Required work: Transcribe the stretch of the wellness text from "What is concerning" through "and even pedophilia.".

This month, I want to share ways to improve your wellness, including your mental wellness.  The World Health Organization defines mental wellness as a “state of well-being in which the individual realizes his or her own abilities, can cope with the normal stresses of life, can work productively and fruitfully, and is able to make a contribution to his or her community.” 

Before we begin to explore ways to improve your wellness, I believe it is important to first understand what wellness is and is not.  Over the last decade, wellness has become a buzzword. In some cases, it is representing some form of good health. In many, it refers to physical health – in particular, diet and nutrition – while leaving out mental health. As of lately, wellness has become anything from health treatments, mindfulness practices, exercise, and a whole bunch of supposed quick fixes found on social media.

What is concerning to me is the power that “wellness” has in social media to lure people into products and treatments that have no evidence-base, and worst yet may even be conspiracy theories. There is a growing community of wellness gurus who share misleading information and sometimes complete lies. There have been social media posts from such gurus claiming that COVID-19 is a hoax and that vaccines will lead to all kinds of medical concerns that have never been founded in medical research. Some gurus even go as far as sharing conspiracy theories about controlling the masses, the one percent, anti-semitism, and even pedophilia.

Data supplied:

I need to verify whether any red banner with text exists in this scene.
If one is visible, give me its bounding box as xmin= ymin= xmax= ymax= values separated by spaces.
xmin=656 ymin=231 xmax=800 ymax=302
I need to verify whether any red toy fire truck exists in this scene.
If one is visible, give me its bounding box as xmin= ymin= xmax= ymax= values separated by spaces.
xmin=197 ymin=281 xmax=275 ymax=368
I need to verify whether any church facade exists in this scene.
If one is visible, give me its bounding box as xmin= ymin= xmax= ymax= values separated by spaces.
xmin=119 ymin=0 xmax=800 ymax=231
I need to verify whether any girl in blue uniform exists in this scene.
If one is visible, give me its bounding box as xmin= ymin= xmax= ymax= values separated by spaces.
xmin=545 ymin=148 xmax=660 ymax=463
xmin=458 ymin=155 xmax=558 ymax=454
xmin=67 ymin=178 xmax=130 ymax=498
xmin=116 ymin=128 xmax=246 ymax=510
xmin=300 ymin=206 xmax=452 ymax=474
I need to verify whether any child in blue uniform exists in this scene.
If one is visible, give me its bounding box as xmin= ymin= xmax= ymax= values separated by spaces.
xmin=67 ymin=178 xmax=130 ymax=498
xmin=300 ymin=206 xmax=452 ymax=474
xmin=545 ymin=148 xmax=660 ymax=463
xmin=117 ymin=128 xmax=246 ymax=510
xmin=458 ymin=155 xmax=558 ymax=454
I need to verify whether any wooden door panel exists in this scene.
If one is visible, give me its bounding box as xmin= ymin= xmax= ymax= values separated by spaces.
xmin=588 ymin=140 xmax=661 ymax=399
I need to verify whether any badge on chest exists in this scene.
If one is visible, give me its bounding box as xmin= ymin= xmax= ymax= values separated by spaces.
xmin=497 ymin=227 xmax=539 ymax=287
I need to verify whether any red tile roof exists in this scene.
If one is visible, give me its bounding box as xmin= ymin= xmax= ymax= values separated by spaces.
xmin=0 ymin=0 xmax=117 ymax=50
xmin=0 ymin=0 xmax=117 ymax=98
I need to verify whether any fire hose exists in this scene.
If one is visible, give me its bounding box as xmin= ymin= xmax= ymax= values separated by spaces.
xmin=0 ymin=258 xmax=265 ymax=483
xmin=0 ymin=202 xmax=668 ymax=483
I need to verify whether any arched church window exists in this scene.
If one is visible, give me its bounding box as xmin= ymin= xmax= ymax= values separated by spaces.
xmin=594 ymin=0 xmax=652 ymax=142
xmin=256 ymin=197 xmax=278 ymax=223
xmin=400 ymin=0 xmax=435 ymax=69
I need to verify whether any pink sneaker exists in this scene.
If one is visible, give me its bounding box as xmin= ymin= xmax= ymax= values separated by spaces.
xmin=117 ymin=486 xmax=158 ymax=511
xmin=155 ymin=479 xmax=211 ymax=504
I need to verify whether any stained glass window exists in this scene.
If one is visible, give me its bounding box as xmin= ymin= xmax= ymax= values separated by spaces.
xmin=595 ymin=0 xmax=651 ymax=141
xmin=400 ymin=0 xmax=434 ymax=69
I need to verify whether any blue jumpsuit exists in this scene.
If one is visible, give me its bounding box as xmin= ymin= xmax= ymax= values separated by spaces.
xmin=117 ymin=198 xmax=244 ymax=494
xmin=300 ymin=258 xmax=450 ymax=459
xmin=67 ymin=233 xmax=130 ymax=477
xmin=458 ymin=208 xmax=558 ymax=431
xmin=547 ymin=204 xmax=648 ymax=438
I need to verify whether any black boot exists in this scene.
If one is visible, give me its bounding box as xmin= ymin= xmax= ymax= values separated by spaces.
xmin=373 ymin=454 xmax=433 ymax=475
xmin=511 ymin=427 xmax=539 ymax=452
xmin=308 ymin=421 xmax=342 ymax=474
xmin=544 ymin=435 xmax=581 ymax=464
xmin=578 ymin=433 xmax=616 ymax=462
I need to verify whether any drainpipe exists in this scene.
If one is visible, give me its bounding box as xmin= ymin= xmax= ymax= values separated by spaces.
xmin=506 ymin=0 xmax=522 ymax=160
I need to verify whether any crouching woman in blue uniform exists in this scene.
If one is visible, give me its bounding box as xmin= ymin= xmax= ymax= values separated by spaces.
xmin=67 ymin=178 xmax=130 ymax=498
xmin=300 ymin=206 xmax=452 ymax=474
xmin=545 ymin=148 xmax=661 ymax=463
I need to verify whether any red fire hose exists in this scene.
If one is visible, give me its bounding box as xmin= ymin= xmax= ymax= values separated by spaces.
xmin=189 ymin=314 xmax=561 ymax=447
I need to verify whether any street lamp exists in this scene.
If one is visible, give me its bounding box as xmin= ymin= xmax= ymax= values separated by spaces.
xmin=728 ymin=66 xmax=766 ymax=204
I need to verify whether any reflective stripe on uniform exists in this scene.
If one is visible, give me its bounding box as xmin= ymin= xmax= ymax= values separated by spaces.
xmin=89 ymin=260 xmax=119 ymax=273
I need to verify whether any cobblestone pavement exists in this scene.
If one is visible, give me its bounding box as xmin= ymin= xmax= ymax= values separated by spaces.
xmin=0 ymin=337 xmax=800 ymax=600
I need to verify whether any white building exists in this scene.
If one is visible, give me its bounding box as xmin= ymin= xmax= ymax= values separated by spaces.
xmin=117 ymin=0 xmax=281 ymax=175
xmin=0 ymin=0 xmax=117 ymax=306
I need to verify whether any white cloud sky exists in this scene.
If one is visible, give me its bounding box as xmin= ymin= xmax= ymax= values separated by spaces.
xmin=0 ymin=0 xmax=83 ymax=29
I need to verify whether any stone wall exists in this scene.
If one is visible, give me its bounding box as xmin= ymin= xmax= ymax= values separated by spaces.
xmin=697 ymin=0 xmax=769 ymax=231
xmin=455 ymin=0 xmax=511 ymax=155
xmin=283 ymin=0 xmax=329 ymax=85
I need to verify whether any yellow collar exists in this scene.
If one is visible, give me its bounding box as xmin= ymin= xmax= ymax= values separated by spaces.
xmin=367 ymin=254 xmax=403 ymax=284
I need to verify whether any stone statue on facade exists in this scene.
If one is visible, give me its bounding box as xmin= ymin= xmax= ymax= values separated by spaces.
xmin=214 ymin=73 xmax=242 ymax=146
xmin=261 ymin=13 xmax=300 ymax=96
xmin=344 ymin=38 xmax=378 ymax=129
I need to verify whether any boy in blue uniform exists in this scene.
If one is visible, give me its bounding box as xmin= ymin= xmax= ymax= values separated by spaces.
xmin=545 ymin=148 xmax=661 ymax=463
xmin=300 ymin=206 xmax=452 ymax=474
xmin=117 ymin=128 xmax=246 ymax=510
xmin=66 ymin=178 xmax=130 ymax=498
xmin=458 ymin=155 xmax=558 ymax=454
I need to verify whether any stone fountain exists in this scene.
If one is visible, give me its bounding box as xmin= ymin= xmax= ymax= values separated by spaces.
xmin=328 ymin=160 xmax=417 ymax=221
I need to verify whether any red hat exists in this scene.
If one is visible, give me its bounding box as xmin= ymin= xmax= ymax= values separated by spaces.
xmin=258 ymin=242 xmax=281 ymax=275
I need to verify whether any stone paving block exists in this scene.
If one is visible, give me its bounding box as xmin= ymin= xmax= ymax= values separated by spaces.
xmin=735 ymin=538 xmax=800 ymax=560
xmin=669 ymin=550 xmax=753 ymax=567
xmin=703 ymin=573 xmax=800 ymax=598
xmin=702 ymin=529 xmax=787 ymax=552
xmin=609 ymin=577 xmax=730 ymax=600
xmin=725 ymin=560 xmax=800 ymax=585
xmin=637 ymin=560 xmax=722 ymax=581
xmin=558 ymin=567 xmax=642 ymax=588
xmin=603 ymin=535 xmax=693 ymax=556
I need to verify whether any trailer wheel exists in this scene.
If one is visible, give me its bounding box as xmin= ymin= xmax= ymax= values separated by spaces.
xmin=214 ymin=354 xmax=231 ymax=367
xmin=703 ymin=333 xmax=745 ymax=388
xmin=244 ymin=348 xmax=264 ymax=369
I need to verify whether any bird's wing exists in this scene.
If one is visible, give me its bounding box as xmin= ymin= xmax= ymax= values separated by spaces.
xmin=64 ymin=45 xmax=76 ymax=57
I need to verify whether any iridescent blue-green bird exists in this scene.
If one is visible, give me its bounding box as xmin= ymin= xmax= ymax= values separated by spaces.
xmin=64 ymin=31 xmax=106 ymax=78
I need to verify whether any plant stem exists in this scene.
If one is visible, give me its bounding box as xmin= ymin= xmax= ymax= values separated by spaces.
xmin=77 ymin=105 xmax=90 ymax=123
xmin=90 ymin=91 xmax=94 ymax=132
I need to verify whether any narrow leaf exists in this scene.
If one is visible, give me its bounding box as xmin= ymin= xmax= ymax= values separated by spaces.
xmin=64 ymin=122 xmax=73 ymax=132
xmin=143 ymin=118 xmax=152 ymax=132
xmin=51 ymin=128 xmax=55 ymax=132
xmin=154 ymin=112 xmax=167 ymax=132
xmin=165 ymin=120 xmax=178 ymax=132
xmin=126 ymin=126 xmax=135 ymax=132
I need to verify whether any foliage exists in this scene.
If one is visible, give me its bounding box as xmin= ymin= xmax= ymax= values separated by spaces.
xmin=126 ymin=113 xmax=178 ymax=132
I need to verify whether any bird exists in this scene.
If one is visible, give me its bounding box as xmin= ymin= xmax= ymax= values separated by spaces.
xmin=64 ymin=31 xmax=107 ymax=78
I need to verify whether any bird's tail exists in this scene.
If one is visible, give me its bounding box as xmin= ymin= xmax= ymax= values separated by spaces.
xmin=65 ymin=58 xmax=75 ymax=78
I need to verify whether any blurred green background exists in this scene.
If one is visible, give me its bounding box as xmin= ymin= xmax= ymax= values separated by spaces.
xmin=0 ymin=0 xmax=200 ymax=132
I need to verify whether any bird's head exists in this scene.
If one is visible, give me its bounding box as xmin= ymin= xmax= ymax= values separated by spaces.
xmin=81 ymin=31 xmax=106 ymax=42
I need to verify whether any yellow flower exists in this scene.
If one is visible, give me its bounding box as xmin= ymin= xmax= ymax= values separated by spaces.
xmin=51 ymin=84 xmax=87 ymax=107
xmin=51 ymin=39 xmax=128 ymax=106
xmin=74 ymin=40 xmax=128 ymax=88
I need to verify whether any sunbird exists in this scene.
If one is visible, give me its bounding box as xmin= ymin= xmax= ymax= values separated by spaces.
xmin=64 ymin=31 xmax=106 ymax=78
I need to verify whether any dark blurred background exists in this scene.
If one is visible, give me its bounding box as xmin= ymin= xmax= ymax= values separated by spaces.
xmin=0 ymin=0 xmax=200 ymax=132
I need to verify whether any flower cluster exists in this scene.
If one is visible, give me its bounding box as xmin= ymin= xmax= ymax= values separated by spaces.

Solution below:
What is concerning to me is the power that “wellness” has in social media to lure people into products and treatments that have no evidence-base, and worst yet may even be conspiracy theories. There is a growing community of wellness gurus who share misleading information and sometimes complete lies. There have been social media posts from such gurus claiming that COVID-19 is a hoax and that vaccines will lead to all kinds of medical concerns that have never been founded in medical research. Some gurus even go as far as sharing conspiracy theories about controlling the masses, the one percent, anti-semitism, and even pedophilia.